[BEGIN Information supplied]

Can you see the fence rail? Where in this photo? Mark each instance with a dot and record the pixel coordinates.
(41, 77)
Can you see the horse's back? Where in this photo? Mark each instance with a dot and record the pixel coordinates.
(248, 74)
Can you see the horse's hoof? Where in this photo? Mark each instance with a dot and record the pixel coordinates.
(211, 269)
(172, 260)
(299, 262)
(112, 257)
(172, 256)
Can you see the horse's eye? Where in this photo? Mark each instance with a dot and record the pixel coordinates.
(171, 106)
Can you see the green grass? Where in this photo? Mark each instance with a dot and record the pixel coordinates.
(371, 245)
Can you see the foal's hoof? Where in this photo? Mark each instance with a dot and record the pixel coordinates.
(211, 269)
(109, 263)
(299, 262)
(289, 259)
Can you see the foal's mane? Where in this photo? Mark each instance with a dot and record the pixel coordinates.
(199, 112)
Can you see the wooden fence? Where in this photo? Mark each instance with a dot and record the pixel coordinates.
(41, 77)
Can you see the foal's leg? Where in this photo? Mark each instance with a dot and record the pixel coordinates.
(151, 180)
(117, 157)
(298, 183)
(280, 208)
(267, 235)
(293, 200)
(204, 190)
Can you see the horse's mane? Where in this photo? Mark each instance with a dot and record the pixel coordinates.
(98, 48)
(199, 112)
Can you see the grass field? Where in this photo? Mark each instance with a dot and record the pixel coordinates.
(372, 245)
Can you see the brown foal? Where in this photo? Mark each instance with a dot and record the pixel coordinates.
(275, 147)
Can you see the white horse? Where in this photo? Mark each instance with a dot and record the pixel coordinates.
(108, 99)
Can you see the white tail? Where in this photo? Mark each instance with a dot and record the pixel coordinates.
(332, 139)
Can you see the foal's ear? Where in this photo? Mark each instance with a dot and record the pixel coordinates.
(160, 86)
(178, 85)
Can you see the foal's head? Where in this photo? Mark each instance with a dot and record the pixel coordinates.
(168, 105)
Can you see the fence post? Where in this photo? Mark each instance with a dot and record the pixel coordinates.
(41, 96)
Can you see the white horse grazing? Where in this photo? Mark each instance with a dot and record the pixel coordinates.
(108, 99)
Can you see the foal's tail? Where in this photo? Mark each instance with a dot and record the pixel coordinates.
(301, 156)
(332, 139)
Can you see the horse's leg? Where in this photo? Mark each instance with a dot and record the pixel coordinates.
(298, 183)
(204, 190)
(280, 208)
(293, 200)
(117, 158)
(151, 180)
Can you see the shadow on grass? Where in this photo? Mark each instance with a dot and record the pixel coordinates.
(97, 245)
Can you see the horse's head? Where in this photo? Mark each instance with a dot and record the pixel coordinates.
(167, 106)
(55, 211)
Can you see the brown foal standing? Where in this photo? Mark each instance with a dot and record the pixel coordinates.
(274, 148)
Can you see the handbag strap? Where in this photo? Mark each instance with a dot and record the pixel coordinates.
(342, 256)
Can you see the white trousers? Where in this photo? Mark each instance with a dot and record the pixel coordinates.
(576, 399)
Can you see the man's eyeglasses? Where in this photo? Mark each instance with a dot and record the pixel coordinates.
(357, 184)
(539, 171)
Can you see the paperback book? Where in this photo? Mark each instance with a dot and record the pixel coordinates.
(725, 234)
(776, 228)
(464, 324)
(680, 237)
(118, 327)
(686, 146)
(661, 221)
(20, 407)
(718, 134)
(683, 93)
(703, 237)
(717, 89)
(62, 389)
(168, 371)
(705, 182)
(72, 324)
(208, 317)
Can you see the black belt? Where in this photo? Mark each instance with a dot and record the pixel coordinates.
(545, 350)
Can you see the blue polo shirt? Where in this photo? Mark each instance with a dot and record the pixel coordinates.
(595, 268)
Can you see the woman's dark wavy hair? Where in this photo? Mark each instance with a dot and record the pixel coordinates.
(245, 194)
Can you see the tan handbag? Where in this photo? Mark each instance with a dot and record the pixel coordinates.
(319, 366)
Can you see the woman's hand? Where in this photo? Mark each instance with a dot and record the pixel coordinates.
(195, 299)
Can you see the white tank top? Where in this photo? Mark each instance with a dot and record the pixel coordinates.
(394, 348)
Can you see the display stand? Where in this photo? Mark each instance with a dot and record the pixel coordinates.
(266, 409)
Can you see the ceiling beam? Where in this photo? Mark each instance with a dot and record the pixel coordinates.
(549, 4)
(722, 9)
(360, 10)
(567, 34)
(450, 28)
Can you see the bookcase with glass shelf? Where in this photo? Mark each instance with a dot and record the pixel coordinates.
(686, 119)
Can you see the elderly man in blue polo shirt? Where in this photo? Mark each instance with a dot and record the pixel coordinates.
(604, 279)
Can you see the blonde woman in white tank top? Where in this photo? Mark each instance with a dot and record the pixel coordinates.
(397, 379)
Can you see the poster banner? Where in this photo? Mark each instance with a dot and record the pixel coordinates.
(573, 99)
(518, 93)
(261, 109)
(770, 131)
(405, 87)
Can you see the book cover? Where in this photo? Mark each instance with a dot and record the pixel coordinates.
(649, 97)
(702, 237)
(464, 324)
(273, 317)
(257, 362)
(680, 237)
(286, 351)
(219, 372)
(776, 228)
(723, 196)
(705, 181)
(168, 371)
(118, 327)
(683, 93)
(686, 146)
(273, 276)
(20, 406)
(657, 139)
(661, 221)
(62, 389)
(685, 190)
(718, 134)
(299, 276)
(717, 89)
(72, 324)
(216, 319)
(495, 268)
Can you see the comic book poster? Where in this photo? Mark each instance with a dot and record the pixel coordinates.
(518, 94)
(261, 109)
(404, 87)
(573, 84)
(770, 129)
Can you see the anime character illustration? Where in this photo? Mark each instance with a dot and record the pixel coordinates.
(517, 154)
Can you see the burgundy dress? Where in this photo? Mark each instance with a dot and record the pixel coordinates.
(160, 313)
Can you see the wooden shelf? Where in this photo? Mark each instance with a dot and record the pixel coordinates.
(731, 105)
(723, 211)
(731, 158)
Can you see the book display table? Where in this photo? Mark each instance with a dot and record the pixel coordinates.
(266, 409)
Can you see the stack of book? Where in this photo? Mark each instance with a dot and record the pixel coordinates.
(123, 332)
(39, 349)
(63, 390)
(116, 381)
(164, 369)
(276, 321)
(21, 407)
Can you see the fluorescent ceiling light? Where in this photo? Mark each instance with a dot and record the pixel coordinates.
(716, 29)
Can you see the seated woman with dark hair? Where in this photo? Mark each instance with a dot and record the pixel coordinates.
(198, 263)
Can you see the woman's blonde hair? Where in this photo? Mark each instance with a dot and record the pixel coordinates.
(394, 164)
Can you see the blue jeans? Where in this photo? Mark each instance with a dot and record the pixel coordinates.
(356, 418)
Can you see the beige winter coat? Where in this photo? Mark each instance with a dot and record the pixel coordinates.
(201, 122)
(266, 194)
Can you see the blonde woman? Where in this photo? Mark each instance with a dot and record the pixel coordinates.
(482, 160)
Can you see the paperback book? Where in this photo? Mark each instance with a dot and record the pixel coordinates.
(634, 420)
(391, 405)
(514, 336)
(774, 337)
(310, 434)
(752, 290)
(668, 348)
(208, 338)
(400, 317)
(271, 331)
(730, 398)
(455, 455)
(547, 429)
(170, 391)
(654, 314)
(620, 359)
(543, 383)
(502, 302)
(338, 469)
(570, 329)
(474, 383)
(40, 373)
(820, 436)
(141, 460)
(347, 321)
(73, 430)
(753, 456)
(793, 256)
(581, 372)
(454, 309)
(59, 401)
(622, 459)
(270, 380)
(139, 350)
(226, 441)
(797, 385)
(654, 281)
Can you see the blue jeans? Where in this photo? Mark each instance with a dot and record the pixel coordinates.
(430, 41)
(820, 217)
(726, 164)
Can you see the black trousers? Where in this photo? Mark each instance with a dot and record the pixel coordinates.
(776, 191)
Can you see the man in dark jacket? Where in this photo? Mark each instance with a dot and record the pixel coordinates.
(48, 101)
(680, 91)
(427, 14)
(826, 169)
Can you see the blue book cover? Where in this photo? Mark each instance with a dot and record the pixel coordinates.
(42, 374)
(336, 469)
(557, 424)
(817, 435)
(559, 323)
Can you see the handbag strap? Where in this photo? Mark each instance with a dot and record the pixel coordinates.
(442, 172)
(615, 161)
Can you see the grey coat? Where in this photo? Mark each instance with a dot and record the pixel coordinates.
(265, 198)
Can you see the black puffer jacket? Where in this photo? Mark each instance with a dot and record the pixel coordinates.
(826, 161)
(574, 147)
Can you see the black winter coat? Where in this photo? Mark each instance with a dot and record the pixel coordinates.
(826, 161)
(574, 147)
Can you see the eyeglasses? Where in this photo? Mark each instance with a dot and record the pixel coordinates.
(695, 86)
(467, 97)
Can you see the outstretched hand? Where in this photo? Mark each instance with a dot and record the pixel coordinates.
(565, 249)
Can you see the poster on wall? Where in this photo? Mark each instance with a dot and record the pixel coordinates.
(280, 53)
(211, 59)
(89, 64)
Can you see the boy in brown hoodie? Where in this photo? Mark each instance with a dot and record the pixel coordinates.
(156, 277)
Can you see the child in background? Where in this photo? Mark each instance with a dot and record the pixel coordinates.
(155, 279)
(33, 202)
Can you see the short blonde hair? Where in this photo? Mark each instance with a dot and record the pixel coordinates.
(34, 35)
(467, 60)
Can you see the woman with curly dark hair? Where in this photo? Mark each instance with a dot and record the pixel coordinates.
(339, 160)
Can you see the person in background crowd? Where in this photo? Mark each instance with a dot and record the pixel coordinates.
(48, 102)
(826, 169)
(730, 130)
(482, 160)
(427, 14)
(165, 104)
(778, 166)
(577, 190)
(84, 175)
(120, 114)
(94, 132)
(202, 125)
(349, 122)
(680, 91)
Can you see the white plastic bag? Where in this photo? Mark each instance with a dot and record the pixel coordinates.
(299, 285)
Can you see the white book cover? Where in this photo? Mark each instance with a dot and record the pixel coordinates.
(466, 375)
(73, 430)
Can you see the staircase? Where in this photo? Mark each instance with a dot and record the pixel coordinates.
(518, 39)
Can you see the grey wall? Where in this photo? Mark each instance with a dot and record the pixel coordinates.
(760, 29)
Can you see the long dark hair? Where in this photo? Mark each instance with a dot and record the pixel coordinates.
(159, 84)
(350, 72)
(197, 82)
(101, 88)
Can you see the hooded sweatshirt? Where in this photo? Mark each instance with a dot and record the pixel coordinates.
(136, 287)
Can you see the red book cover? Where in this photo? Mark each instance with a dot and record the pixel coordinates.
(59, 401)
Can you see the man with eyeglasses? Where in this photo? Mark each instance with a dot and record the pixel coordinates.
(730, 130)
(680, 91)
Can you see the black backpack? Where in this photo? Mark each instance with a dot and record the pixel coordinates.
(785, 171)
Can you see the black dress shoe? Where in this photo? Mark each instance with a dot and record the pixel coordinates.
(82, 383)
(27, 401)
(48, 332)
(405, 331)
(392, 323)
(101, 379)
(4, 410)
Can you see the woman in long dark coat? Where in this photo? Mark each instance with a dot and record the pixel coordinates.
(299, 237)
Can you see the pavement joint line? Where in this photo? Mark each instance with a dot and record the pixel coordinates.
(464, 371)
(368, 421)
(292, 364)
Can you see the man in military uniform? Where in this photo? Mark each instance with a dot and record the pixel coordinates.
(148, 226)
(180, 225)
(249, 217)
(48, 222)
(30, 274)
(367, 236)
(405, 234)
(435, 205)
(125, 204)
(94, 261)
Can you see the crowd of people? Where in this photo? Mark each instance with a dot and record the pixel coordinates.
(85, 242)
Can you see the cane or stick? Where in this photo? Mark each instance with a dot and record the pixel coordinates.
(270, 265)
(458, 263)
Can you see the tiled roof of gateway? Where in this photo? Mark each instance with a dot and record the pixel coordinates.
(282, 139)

[END Information supplied]

**Exercise task:** Beginning at the line where "Can you see the black dress" appears, extract each line through the end of the data above; keep them exact and include nothing else.

**Output:**
Can you see the black dress shoe? Where in this photo? Mark each instance with a dot and record the pixel coordinates.
(82, 383)
(27, 401)
(48, 332)
(405, 331)
(392, 323)
(101, 379)
(4, 410)
Can you see the woman in long dark coat? Where in this photo? Mark each instance with a dot and record the pixel coordinates.
(299, 237)
Can you see the pavement joint line? Where in this photo? Mark each instance with a dot and record the pixel coordinates.
(464, 371)
(368, 421)
(292, 364)
Can you see the man in military uniform? Where in this photo? Mark each instance with a dot and record the pixel coordinates.
(148, 226)
(180, 225)
(249, 217)
(48, 222)
(30, 274)
(367, 236)
(405, 234)
(435, 205)
(125, 204)
(94, 261)
Can you see the crowd of people? Where in this photo? Mark each instance with a dot and record the pixel coordinates.
(85, 242)
Can you see the cane or stick? Where in this photo? Mark each instance with a dot and record the pixel coordinates.
(270, 265)
(458, 263)
Can you see the tiled roof of gateway? Where in this photo? Mark each instance with a dot and record the pixel coordinates.
(282, 139)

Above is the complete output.